* START Source *
Old 08-19-2012, 04:17 PM
Sasha Levin
 
Default hashtable: introduce a small and naive hashtable

On 08/19/2012 04:16 PM, Mathieu Desnoyers wrote:
> * Mathieu Desnoyers (mathieu.desnoyers@efficios.com) wrote:
>> * Sasha Levin (levinsasha928@gmail.com) wrote:
> [...]
>>> +/**
>>> + * hash_for_each_possible - iterate over all possible objects for a given key
>>> + * @name: hashtable to iterate
>>> + * @obj: the type * to use as a loop cursor for each bucket
>>> + * @bits: bit count of hashing function of the hashtable
>>> + * @node: the &struct list_head to use as a loop cursor for each bucket
>>> + * @member: the name of the hlist_node within the struct
>>> + * @key: the key of the objects to iterate over
>>> + */
>>> +#define hash_for_each_possible_size(name, obj, bits, node, member, key)
>>> + hlist_for_each_entry(obj, node, &name[hash_min(key, bits)], member)
>>
>> Second point: "for_each_possible" does not express the iteration scope.
>> Citing WordNet: "possible adj 1: capable of happening or existing;" --
>> which has nothing to do with iteration on duplicate keys within a hash
>> table.
* END Source *
* START Data to process *
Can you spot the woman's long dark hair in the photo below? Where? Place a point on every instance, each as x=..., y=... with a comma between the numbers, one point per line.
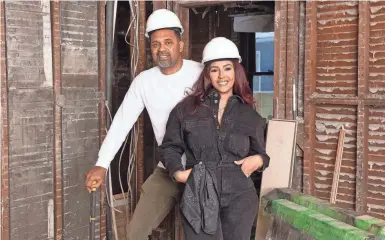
x=202, y=87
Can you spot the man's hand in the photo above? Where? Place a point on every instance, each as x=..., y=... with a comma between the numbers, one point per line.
x=96, y=174
x=250, y=164
x=182, y=176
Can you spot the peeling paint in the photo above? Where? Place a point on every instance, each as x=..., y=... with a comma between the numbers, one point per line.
x=335, y=116
x=47, y=44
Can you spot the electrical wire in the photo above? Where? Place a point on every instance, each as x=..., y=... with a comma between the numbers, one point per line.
x=134, y=28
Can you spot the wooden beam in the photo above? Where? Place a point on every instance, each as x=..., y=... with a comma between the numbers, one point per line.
x=102, y=108
x=362, y=116
x=4, y=235
x=57, y=165
x=191, y=3
x=280, y=59
x=309, y=88
x=337, y=166
x=183, y=14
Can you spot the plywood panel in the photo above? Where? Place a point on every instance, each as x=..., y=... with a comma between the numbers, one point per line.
x=280, y=135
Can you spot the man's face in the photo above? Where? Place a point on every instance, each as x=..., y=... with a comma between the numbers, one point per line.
x=166, y=48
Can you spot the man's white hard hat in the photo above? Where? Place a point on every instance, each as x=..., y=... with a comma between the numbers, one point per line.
x=161, y=19
x=220, y=48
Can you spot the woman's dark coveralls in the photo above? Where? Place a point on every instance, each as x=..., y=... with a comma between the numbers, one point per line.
x=198, y=134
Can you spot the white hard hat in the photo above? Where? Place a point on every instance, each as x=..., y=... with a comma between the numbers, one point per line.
x=220, y=48
x=162, y=18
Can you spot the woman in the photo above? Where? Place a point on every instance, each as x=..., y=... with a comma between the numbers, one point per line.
x=222, y=136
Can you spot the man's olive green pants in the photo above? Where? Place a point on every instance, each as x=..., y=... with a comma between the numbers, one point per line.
x=159, y=195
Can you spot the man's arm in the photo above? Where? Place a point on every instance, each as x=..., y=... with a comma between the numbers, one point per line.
x=124, y=119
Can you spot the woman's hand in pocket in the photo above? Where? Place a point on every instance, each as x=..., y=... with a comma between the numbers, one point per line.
x=250, y=164
x=182, y=176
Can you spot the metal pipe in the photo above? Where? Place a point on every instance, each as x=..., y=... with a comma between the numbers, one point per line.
x=301, y=58
x=92, y=213
x=109, y=75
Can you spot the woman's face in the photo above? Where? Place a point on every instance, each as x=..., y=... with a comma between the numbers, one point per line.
x=222, y=76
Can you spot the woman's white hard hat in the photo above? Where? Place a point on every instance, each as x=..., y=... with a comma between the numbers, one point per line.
x=220, y=48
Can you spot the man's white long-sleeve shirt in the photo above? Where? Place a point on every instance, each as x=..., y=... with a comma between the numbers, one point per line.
x=156, y=92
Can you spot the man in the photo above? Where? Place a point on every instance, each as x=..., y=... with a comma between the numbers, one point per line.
* END Data to process *
§ Exercise tasks:
1. Reproduce the hashtable thread word for word from "On 08/19/2012 04:16" to "node, member, key)".
2. Locate each line of the entries that contains the string "wooden", where case counts, and copy those lines.

§ Answer list:
1.
On 08/19/2012 04:16 PM, Mathieu Desnoyers wrote:
> * Mathieu Desnoyers (mathieu.desnoyers@efficios.com) wrote:
>> * Sasha Levin (levinsasha928@gmail.com) wrote:
> [...]
>>> +/**
>>> + * hash_for_each_possible - iterate over all possible objects for a given key
>>> + * @name: hashtable to iterate
>>> + * @obj: the type * to use as a loop cursor for each bucket
>>> + * @bits: bit count of hashing function of the hashtable
>>> + * @node: the &struct list_head to use as a loop cursor for each bucket
>>> + * @member: the name of the hlist_node within the struct
>>> + * @key: the key of the objects to iterate over
>>> + */
>>> +#define hash_for_each_possible_size(name, obj, bits, node, member, key)

2.
Can you spot the wooden beam in the photo above? Where? Place a point on every instance, each as x=..., y=... with a comma between the numbers, one point per line.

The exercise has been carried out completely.